▶ **Task description**: Locate each line in the records below that contains the string "blanket", and copy every such line in full. Treat uppercase and lowercase letters as different when matching.

:: Given entries

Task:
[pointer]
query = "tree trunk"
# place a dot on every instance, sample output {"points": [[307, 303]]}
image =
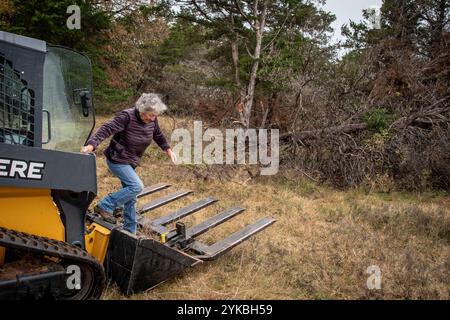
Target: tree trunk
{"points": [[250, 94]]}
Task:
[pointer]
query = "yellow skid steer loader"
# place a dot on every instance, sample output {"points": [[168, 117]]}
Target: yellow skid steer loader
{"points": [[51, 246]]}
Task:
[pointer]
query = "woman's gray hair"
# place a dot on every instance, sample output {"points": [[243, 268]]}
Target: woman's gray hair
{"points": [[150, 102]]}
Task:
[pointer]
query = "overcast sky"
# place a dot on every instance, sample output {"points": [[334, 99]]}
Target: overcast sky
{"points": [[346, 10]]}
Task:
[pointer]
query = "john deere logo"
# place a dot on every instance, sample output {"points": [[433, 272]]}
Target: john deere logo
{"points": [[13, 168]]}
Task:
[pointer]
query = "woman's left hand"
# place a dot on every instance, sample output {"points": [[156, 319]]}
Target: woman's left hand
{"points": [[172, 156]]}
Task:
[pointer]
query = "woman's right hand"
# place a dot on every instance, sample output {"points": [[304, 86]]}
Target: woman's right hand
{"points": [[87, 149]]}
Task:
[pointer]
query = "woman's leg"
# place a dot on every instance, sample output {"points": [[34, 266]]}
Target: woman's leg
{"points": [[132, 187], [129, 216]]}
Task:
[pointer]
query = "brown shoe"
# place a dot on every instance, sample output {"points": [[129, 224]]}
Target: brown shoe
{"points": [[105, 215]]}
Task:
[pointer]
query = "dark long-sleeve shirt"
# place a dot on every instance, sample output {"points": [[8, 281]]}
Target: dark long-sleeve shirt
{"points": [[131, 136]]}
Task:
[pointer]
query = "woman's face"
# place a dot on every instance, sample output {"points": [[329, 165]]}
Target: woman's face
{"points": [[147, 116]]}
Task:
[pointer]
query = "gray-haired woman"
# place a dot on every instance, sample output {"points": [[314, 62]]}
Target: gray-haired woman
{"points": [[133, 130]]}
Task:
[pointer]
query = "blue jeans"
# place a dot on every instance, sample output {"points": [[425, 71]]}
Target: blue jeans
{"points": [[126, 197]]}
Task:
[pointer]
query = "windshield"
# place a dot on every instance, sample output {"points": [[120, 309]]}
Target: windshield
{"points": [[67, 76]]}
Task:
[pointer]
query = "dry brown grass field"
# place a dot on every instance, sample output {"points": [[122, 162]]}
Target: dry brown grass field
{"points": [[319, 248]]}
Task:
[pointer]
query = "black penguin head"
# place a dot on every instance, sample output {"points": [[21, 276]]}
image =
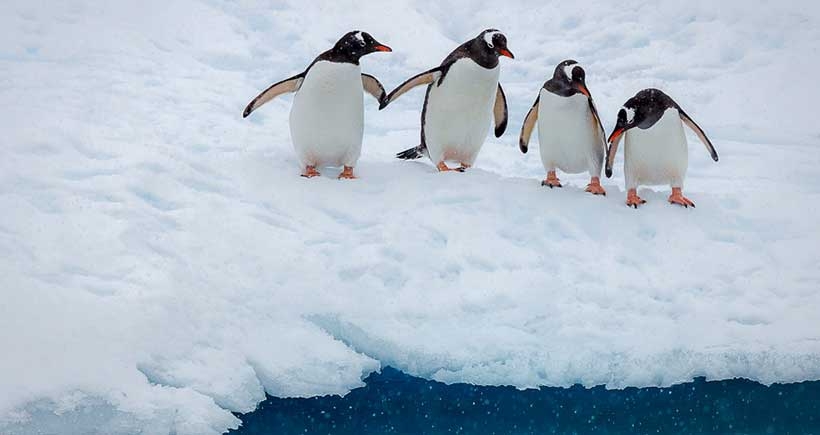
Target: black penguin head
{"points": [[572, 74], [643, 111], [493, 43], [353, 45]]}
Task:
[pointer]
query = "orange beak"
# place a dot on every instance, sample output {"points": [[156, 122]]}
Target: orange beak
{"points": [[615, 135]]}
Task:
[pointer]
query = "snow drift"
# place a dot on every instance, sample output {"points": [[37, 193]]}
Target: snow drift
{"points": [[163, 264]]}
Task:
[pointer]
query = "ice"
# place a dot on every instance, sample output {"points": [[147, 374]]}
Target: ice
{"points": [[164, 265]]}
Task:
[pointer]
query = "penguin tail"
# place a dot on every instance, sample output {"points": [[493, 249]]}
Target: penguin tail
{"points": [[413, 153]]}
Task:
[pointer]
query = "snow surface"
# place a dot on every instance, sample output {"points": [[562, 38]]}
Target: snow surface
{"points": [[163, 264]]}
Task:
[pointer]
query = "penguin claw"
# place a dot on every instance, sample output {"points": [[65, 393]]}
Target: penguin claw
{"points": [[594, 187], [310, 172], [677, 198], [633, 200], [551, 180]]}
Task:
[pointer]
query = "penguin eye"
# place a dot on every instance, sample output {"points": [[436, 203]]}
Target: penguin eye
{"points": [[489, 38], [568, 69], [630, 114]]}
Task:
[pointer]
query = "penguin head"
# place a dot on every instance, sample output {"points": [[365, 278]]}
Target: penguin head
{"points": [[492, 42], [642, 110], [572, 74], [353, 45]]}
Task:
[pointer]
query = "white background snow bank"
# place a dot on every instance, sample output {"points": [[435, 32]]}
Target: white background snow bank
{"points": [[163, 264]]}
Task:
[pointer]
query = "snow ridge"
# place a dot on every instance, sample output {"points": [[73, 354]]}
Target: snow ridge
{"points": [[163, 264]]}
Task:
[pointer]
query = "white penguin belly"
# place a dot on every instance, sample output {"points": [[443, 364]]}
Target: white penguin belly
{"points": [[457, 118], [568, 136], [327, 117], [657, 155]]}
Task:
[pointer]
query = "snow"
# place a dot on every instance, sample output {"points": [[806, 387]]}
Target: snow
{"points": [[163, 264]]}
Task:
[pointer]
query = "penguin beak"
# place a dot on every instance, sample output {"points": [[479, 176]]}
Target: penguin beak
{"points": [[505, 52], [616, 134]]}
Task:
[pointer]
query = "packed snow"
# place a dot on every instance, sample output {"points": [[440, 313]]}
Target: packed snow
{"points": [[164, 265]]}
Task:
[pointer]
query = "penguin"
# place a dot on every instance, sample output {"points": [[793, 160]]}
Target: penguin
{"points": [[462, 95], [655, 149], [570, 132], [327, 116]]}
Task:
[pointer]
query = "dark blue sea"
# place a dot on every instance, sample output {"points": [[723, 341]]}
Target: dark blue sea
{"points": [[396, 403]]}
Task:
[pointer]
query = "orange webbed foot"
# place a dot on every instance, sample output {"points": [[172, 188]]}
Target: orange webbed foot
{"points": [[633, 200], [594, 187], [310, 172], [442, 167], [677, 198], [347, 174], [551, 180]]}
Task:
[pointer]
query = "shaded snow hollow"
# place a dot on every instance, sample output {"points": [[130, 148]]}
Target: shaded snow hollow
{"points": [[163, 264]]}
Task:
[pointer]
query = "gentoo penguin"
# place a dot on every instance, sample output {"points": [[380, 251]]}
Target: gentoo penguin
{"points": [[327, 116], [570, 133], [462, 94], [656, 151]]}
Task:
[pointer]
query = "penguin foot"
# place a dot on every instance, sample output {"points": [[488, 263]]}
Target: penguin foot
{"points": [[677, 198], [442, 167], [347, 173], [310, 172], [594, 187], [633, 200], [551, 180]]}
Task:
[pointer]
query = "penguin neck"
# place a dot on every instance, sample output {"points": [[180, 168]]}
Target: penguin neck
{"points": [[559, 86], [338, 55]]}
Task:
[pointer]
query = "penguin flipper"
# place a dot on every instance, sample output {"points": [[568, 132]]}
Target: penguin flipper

::::
:: Given entries

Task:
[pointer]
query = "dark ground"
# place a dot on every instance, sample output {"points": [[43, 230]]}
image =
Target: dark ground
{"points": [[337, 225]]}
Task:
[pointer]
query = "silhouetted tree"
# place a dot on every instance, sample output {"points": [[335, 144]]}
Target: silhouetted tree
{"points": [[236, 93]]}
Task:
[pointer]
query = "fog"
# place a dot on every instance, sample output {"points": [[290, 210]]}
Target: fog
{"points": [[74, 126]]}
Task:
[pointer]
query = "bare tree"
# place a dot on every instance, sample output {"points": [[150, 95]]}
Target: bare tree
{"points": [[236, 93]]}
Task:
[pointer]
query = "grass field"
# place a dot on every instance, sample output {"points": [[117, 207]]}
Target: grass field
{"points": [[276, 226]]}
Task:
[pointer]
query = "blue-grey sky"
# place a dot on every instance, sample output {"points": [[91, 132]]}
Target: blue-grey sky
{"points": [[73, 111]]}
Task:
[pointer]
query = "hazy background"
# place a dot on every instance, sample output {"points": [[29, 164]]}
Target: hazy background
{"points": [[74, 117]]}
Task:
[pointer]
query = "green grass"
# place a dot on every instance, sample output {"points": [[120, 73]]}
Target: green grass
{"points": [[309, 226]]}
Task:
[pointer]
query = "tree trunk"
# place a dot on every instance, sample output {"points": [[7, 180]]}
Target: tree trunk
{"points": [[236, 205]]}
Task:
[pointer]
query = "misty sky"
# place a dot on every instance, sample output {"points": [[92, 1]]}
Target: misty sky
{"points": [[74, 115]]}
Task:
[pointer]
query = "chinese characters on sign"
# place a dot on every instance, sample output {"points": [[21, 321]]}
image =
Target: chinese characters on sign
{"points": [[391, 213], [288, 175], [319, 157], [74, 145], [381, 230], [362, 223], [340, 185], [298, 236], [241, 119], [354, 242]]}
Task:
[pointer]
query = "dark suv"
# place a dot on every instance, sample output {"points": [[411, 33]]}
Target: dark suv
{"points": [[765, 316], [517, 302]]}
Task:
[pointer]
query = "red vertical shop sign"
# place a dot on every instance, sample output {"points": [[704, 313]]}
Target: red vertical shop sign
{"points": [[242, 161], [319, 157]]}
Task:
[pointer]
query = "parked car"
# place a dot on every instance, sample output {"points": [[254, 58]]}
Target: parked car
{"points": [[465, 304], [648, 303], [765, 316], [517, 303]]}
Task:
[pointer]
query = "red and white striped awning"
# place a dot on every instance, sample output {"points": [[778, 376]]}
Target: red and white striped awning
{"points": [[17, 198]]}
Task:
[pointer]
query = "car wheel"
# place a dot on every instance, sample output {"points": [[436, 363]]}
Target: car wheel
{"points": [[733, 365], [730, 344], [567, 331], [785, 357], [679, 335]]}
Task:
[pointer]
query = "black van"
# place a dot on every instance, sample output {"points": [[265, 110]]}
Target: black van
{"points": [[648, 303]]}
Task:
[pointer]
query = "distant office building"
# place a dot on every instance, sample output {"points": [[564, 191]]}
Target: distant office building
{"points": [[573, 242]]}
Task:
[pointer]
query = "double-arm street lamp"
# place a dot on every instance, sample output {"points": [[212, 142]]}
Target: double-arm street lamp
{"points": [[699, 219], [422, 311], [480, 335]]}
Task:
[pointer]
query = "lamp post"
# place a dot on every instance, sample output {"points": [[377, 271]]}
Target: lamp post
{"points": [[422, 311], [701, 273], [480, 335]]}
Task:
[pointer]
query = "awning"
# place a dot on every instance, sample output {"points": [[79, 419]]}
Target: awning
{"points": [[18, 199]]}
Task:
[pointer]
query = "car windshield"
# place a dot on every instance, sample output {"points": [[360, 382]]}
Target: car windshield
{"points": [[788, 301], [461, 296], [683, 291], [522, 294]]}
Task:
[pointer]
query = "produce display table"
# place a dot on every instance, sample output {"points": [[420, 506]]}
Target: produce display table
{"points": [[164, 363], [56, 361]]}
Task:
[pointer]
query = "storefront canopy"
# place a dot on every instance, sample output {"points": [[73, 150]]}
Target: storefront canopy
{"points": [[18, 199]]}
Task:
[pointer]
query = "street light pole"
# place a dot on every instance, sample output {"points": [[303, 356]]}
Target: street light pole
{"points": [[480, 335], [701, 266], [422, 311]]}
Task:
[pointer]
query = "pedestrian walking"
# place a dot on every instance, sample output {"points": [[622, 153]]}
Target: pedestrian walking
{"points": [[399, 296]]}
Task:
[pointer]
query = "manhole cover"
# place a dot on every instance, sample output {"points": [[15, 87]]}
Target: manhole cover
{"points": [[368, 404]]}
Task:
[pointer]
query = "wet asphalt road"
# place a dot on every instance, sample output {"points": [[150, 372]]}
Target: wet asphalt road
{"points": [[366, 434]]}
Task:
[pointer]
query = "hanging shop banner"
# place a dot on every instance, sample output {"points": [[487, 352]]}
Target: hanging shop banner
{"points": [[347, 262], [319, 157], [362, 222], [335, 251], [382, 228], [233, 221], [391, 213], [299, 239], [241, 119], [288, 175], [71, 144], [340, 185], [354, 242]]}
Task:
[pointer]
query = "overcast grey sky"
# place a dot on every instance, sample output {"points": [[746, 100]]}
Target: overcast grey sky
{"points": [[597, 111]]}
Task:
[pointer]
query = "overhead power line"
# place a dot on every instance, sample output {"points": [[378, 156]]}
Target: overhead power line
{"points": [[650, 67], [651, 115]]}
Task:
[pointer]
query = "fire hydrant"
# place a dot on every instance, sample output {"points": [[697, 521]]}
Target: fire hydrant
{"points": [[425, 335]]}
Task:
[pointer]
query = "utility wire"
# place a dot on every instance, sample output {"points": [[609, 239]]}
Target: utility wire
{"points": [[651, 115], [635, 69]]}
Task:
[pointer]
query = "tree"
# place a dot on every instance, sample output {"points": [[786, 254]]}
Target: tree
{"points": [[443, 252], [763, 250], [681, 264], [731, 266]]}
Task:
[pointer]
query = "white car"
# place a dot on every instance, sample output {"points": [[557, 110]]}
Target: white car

::::
:: Given entries

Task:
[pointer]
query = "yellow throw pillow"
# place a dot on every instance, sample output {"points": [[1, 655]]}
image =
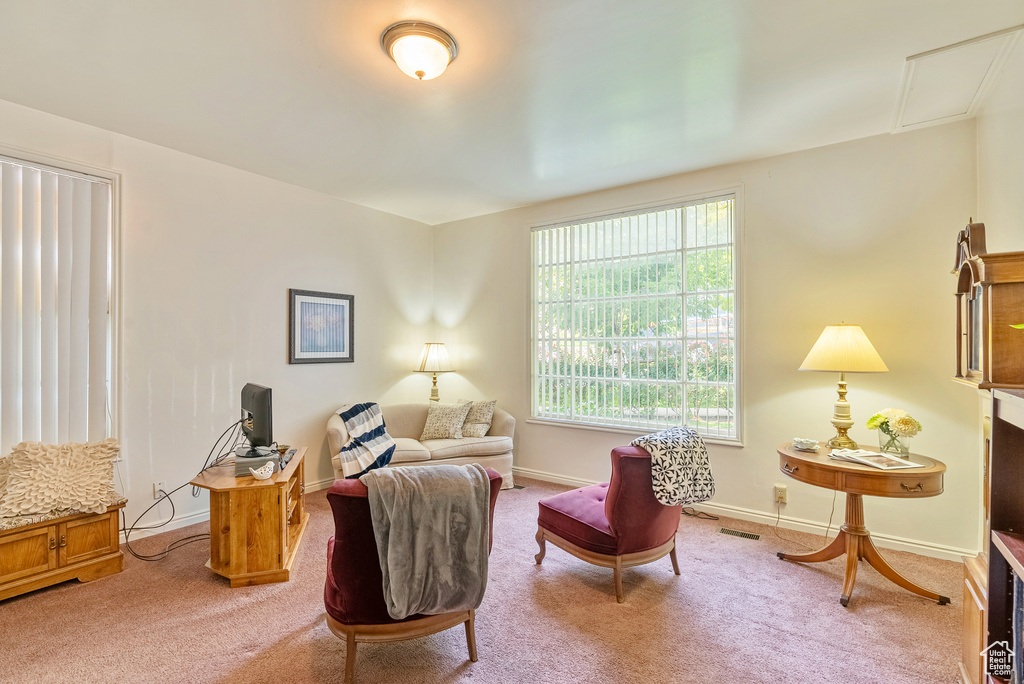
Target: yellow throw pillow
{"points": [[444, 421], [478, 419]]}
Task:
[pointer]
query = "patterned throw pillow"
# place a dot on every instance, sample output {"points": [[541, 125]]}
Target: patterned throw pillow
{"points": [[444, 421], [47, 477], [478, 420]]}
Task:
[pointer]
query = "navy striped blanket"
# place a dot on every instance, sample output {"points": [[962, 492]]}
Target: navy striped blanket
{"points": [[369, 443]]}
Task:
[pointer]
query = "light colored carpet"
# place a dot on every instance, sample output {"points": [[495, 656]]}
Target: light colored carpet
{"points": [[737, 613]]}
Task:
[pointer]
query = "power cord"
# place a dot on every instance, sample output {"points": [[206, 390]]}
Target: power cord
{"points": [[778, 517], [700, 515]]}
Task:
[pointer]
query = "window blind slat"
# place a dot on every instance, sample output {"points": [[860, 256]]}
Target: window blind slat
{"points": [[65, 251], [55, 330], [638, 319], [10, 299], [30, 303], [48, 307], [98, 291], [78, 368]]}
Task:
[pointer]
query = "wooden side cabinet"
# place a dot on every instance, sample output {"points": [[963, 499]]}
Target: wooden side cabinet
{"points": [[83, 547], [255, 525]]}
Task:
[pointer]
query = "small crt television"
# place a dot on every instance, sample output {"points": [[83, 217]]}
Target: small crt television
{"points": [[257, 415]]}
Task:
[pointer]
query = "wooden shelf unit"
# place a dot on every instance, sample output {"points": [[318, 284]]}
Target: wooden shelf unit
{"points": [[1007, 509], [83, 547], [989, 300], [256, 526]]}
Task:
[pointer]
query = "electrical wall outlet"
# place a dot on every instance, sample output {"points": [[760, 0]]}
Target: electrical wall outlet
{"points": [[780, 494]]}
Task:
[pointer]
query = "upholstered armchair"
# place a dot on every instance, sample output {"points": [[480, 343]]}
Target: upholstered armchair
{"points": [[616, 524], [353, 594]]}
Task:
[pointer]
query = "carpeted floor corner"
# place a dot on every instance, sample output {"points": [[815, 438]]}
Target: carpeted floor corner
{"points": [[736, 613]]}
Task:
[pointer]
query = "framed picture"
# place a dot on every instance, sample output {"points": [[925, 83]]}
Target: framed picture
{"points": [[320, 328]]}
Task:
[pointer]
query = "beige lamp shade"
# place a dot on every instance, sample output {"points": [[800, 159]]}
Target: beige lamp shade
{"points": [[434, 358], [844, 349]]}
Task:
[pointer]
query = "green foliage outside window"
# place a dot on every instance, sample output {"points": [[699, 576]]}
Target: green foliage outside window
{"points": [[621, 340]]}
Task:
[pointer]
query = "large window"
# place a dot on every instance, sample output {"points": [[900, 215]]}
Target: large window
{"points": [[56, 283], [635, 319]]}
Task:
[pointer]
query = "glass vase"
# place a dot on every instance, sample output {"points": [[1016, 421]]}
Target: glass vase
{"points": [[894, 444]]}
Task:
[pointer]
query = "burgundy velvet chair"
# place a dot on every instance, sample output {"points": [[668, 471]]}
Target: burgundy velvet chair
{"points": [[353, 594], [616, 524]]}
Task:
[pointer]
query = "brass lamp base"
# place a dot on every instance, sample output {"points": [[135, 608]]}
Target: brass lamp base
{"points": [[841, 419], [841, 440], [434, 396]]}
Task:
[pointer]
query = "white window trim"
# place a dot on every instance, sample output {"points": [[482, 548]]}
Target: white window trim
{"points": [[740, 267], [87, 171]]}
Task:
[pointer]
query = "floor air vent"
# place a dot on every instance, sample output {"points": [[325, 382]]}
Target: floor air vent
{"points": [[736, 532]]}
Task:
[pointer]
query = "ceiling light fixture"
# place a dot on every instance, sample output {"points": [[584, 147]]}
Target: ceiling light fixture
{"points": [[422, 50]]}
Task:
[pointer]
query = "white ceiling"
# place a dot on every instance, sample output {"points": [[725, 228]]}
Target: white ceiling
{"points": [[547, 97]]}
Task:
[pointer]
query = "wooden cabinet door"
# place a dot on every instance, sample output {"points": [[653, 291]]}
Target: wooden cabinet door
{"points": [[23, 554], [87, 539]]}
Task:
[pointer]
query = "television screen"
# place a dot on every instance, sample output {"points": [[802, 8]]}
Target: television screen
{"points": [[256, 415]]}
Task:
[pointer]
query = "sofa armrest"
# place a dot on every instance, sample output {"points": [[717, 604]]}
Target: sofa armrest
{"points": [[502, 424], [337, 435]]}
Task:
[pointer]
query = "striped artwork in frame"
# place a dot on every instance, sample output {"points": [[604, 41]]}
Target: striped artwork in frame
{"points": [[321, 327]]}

::::

▶ **Complete output**:
query = "navy striped blanket"
Target: navy striped blanket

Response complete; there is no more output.